* TRY IT
An exact, word-for-word copy of the entries is required, beginning at the line that contains "Return one point" and ending at the last line, both included.

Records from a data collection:
=== Begin Enclosure ===

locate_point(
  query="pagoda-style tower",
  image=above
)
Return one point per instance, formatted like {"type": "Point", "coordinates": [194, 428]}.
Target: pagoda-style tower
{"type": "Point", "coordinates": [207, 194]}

=== End Enclosure ===

* OUTPUT OF THE EXERCISE
Return one point per instance, formatted like {"type": "Point", "coordinates": [194, 428]}.
Target: pagoda-style tower
{"type": "Point", "coordinates": [207, 194]}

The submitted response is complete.